→ YOUR INSTRUCTIONS
Of all the lines in the material, count those containing the string "like" and write only the resulting number.
[PROVIDED RECORDS]
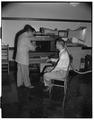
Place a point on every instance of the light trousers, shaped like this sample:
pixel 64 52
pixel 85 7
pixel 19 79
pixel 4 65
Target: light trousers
pixel 23 75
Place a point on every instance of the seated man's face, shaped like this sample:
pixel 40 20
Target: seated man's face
pixel 58 45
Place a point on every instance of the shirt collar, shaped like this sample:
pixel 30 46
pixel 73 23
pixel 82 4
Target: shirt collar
pixel 62 50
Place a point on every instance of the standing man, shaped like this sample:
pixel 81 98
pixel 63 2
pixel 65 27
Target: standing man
pixel 60 70
pixel 22 56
[/PROVIDED RECORDS]
→ OUTPUT FOR THIS EXERCISE
4